#### LESETEXT
"""

Im Sommer besuchten grüne Abgeordnete jene Bundesländer, die Heimat mehrerer Wolfsrudel sind. In Niedersachsen, Sachsen und Brandenburg leben je 20. In Baden-Württemberg hat sich ein Wolf im Nordschwarzwald niedergelassen. Er unternahm bereits mehrere Raubzüge. In Bad Wildbad starben im Mai rund 40 Schafe, am Montag bestätigten Experten einen weiteren Riss mit drei toten Tieren. In fünf Jahren werden im Südwesten erste Rudel heimisch, so alle Fachleute.
„Kurti“lässt grüßen
Veranstaltungen zum Wolf sind Land auf, Land ab überfüllt, die Debatten emotional. Wenn ein Raubtier in der Nähe von Menschen auftaucht, wird es richtig heikel. Davon kann Niedersachsen ein Lied singen: Dort musste Wolf Kurti 2016 erschossen werden, weil er sich Wohngebieten näherte. Das Thema war eines der wichtigsten im Landtagswahlkampf 2017. Die Grünen im Südwesten wollen für ihren nächsten Wahlkampf 2021 unbedingt vermeiden, dass sie als zu wolfsfreundlich gelten, Belange von Bauern und Bürgern aus ideologischen Gründen ignorieren.
Der Wolf ist streng geschützt. Er darf nicht gejagt werden. Es gelten Ausnahmen: Wenn ein Wolf für Menschen gefährlich wird oder Herdenschutzmaßnahmen wie hohe Zäune mehrfach überwindet. Den Abschuss muss das Umweltministerium genehmigen. In Deutschland war das seit 1990 drei Mal der Fall.

"""

#### DATENSÄTZE
"""

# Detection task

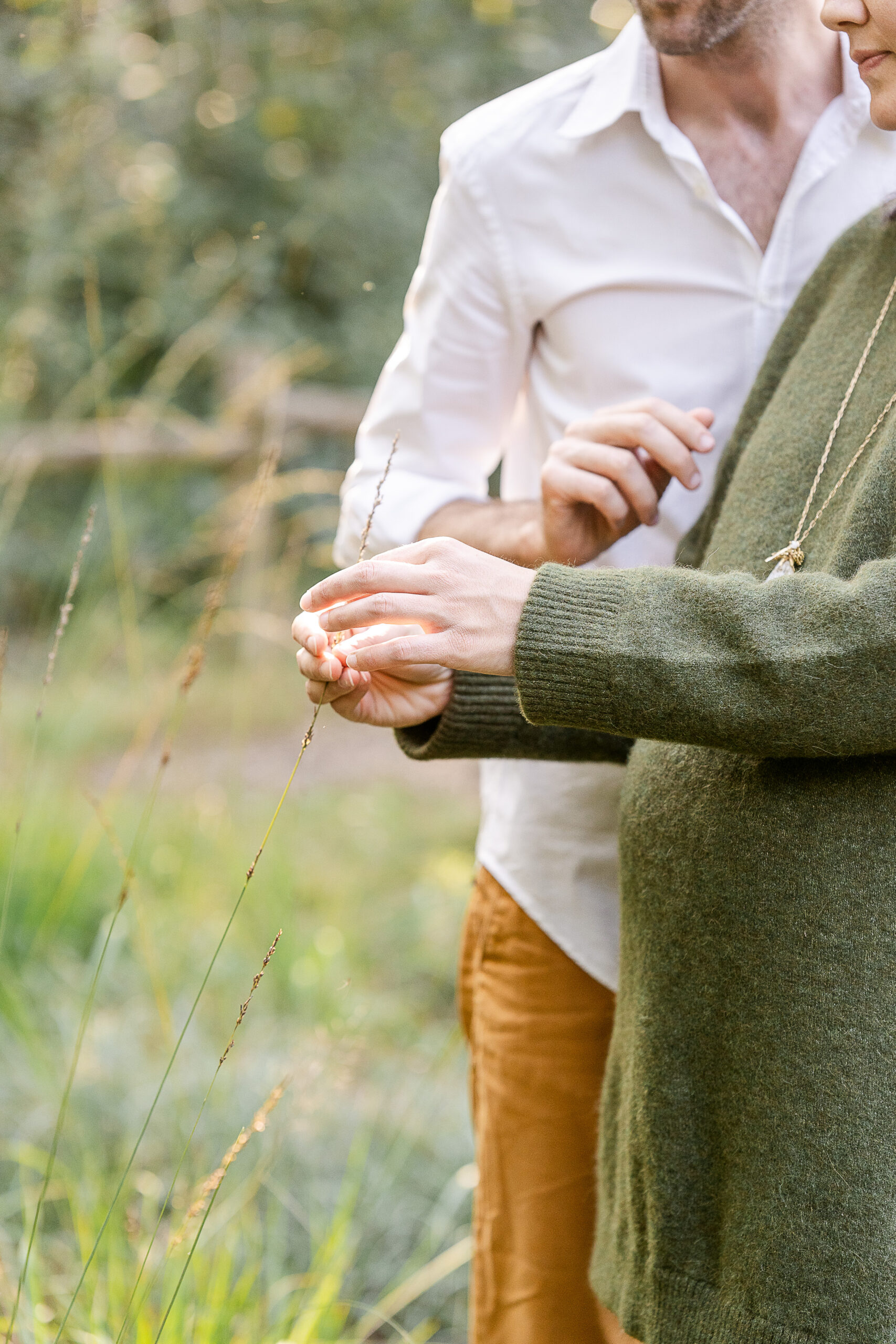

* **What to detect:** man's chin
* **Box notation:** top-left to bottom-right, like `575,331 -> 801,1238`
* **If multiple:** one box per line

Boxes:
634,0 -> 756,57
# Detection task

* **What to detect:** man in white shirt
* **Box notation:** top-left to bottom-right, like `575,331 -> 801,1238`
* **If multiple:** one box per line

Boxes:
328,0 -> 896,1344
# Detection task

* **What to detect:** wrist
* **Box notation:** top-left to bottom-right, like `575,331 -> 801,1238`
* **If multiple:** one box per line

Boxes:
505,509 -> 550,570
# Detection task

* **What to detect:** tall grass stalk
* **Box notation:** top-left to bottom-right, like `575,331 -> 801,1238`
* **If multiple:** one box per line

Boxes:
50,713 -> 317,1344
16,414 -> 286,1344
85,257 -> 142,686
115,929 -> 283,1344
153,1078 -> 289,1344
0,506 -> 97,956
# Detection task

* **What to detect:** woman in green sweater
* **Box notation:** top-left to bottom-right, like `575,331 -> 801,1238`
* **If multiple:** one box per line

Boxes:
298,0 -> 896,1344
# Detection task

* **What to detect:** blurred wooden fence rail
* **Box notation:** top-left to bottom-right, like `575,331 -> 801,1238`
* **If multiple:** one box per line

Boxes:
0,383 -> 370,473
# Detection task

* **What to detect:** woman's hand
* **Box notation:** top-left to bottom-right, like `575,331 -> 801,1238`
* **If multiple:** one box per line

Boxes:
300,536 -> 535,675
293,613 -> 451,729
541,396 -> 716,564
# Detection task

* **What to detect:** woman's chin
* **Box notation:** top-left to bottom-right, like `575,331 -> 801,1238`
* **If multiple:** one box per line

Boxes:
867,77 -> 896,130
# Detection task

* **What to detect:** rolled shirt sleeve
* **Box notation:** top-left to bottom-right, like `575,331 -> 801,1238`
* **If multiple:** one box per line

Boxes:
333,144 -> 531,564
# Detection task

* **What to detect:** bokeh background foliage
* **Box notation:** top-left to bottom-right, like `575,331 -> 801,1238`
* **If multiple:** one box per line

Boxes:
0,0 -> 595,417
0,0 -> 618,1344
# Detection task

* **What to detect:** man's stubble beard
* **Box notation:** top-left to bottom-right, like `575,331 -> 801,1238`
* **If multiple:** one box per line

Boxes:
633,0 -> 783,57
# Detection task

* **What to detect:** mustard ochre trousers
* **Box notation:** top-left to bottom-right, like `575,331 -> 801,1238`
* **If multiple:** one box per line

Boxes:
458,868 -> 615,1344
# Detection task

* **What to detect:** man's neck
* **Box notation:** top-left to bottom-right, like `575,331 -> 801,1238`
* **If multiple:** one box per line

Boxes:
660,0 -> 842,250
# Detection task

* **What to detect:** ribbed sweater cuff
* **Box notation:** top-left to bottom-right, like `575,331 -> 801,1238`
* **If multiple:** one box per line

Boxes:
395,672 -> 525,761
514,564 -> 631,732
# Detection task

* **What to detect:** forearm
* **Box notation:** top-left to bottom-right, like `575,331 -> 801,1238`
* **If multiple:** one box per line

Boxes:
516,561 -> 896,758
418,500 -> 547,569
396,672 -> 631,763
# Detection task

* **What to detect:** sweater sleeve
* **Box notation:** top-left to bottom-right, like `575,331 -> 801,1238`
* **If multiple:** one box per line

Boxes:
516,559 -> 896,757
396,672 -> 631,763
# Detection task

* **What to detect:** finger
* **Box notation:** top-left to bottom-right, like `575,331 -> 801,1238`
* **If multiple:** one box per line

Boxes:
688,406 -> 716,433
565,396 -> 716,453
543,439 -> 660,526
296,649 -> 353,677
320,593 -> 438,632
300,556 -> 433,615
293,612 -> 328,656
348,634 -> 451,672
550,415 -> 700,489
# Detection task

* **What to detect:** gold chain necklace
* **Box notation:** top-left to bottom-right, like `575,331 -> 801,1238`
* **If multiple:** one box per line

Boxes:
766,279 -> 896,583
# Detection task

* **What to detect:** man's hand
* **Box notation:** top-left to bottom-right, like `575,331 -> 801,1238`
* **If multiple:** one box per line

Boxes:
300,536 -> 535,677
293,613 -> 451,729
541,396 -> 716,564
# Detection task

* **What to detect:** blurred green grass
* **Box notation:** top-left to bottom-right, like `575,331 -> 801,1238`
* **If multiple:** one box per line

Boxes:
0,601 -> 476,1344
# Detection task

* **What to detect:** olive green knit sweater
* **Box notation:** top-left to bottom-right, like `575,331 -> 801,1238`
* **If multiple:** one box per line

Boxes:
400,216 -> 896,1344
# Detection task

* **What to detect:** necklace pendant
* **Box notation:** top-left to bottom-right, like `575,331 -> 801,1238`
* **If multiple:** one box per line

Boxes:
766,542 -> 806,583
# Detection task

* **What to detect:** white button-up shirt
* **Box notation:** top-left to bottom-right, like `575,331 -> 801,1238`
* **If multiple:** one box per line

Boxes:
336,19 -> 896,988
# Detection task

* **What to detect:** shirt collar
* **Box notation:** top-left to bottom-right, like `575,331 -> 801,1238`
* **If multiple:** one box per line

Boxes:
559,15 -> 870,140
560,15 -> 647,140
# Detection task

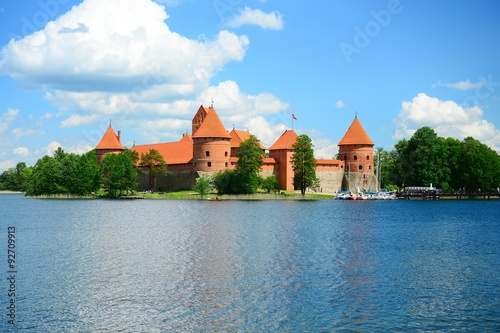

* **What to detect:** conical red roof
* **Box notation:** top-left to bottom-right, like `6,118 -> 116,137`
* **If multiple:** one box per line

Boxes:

"""

#### ZU ERLEDIGENDE AUFGABE
Gib den Text über den Wolf von „Im Sommer besuchten“ bis einschließlich „so alle Fachleute.“ noch einmal wieder und tausche dabei „Schafe“ gegen „Ziegen“ aus.

#### VOLLSTÄNDIGE LÖSUNG
Im Sommer besuchten grüne Abgeordnete jene Bundesländer, die Heimat mehrerer Wolfsrudel sind. In Niedersachsen, Sachsen und Brandenburg leben je 20. In Baden-Württemberg hat sich ein Wolf im Nordschwarzwald niedergelassen. Er unternahm bereits mehrere Raubzüge. In Bad Wildbad starben im Mai rund 40 Ziegen, am Montag bestätigten Experten einen weiteren Riss mit drei toten Tieren. In fünf Jahren werden im Südwesten erste Rudel heimisch, so alle Fachleute.